- _Problem requirements_
Every line of the material below should be repeated exactly.

- _Part of a data file_
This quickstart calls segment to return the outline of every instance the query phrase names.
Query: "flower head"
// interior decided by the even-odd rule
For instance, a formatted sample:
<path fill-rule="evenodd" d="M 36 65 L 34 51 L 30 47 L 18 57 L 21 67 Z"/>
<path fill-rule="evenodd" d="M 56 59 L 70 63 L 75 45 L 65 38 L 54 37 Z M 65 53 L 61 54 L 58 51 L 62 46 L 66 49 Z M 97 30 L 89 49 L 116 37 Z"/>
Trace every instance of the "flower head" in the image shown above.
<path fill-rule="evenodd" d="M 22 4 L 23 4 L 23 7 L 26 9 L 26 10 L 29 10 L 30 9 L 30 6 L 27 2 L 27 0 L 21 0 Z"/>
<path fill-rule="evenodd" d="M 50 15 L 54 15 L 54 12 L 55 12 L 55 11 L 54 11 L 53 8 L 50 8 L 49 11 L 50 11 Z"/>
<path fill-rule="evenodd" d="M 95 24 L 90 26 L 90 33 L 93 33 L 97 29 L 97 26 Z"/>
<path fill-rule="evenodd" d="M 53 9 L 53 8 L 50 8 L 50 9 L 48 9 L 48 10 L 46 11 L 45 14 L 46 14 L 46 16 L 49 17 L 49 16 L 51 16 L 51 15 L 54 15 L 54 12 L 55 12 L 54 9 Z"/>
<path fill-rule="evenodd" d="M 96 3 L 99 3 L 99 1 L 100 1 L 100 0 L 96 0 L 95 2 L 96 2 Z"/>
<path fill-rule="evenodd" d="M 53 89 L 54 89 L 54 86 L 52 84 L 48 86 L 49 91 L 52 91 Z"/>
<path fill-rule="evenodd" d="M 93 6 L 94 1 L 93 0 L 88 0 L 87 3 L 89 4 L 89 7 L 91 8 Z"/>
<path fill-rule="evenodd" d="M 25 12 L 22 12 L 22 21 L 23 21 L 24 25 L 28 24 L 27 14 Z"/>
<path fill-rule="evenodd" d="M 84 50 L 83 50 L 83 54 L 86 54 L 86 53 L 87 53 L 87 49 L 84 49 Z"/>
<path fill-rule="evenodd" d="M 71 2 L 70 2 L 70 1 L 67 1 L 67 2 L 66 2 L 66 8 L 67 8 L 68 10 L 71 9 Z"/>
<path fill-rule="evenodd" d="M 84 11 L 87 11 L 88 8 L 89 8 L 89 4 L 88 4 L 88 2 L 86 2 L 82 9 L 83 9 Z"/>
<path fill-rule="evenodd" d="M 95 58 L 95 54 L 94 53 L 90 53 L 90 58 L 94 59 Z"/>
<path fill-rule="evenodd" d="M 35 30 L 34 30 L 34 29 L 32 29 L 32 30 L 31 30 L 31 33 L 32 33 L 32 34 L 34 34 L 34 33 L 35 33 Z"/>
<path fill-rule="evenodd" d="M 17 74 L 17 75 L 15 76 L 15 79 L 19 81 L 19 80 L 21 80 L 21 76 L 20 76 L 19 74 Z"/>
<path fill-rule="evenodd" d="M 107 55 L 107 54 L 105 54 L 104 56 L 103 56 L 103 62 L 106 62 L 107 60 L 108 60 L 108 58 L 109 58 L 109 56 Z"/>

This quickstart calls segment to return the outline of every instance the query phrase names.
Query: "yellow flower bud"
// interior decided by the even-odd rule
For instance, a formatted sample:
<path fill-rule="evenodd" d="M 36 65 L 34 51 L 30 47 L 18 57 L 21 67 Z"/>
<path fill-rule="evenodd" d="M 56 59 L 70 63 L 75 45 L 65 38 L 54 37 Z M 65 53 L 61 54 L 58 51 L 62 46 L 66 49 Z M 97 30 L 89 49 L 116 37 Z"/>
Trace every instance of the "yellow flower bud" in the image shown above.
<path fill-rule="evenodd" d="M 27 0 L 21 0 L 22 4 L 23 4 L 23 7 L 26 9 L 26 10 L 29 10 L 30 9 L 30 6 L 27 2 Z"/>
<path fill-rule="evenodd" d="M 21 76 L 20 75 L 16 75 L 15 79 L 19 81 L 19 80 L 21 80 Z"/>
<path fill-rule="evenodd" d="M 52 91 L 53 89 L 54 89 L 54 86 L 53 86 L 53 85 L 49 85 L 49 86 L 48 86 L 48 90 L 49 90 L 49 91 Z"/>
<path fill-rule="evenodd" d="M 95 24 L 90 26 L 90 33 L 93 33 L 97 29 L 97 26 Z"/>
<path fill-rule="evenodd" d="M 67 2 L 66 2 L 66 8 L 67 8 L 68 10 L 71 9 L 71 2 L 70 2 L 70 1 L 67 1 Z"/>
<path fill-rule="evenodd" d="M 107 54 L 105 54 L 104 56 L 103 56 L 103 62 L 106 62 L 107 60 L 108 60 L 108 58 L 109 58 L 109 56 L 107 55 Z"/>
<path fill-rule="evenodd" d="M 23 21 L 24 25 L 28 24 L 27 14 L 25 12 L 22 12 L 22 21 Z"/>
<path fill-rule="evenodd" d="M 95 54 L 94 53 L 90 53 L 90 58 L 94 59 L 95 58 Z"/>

- _Full output_
This quickstart calls segment to return the outline of every instance the query phrase names.
Query: "flower head"
// interior decided by the even-odd rule
For instance, a formatted sample:
<path fill-rule="evenodd" d="M 36 65 L 34 51 L 30 47 L 18 57 L 21 67 Z"/>
<path fill-rule="evenodd" d="M 56 59 L 70 63 L 75 45 L 65 38 L 54 37 Z M 65 53 L 61 54 L 58 51 L 62 46 L 66 49 Z M 97 30 L 89 49 L 116 37 Z"/>
Trace every instance of the "flower head" in the image shown above.
<path fill-rule="evenodd" d="M 22 4 L 23 4 L 23 7 L 26 9 L 26 10 L 29 10 L 30 9 L 30 6 L 27 2 L 27 0 L 21 0 Z"/>
<path fill-rule="evenodd" d="M 50 15 L 54 15 L 54 12 L 55 12 L 55 11 L 54 11 L 53 8 L 50 8 L 49 11 L 50 11 Z"/>
<path fill-rule="evenodd" d="M 95 24 L 90 26 L 90 33 L 93 33 L 97 29 L 97 26 Z"/>
<path fill-rule="evenodd" d="M 53 9 L 53 8 L 50 8 L 50 9 L 48 9 L 48 10 L 46 11 L 45 14 L 46 14 L 46 16 L 49 17 L 49 16 L 51 16 L 51 15 L 54 15 L 54 12 L 55 12 L 54 9 Z"/>
<path fill-rule="evenodd" d="M 96 3 L 99 3 L 99 1 L 100 1 L 100 0 L 96 0 L 95 2 L 96 2 Z"/>
<path fill-rule="evenodd" d="M 53 89 L 54 89 L 54 86 L 52 84 L 48 86 L 49 91 L 52 91 Z"/>
<path fill-rule="evenodd" d="M 93 6 L 94 1 L 93 0 L 88 0 L 87 3 L 89 4 L 89 7 L 91 8 Z"/>
<path fill-rule="evenodd" d="M 25 12 L 22 12 L 22 21 L 23 21 L 24 25 L 28 24 L 27 14 Z"/>
<path fill-rule="evenodd" d="M 84 50 L 83 50 L 83 54 L 86 54 L 86 53 L 87 53 L 87 49 L 84 49 Z"/>
<path fill-rule="evenodd" d="M 71 2 L 70 2 L 70 1 L 67 1 L 67 2 L 66 2 L 66 8 L 67 8 L 68 10 L 71 9 Z"/>
<path fill-rule="evenodd" d="M 84 11 L 87 11 L 88 8 L 89 8 L 89 4 L 88 4 L 88 2 L 86 2 L 82 9 L 83 9 Z"/>
<path fill-rule="evenodd" d="M 95 58 L 95 54 L 94 53 L 90 53 L 90 58 L 94 59 Z"/>
<path fill-rule="evenodd" d="M 35 30 L 34 30 L 34 29 L 32 29 L 32 30 L 31 30 L 31 33 L 32 33 L 32 34 L 34 34 L 34 33 L 35 33 Z"/>
<path fill-rule="evenodd" d="M 17 74 L 17 75 L 15 76 L 15 79 L 19 81 L 19 80 L 21 80 L 21 76 L 20 76 L 19 74 Z"/>
<path fill-rule="evenodd" d="M 107 55 L 107 54 L 105 54 L 104 56 L 103 56 L 103 62 L 106 62 L 107 60 L 108 60 L 108 58 L 109 58 L 109 56 Z"/>

This quickstart calls segment to return the outline of every instance the query phrase names.
Query: "yellow flower bud"
// interior decided by the even-odd rule
For instance, a formatted sample:
<path fill-rule="evenodd" d="M 36 65 L 34 51 L 30 47 L 18 57 L 21 67 Z"/>
<path fill-rule="evenodd" d="M 56 59 L 70 63 L 75 45 L 65 38 L 54 37 Z M 65 53 L 61 54 L 58 51 L 62 46 L 66 49 Z M 97 30 L 89 49 L 116 37 Z"/>
Trace every instance of the "yellow flower bud" in the image shown above.
<path fill-rule="evenodd" d="M 27 0 L 21 0 L 22 4 L 23 4 L 23 7 L 26 9 L 26 10 L 29 10 L 30 9 L 30 6 L 27 2 Z"/>
<path fill-rule="evenodd" d="M 21 76 L 20 75 L 16 75 L 15 79 L 19 81 L 19 80 L 21 80 Z"/>
<path fill-rule="evenodd" d="M 52 91 L 53 89 L 54 89 L 54 86 L 53 86 L 53 85 L 49 85 L 49 86 L 48 86 L 48 90 L 49 90 L 49 91 Z"/>
<path fill-rule="evenodd" d="M 95 24 L 90 26 L 90 33 L 93 33 L 97 29 L 97 26 Z"/>
<path fill-rule="evenodd" d="M 67 2 L 66 2 L 66 8 L 67 8 L 68 10 L 71 9 L 71 2 L 70 2 L 70 1 L 67 1 Z"/>
<path fill-rule="evenodd" d="M 107 54 L 105 54 L 104 56 L 103 56 L 103 62 L 106 62 L 107 60 L 108 60 L 108 58 L 109 58 L 109 56 L 107 55 Z"/>
<path fill-rule="evenodd" d="M 23 21 L 24 25 L 28 24 L 27 14 L 25 12 L 22 12 L 22 21 Z"/>
<path fill-rule="evenodd" d="M 95 54 L 94 53 L 90 53 L 90 58 L 94 59 L 95 58 Z"/>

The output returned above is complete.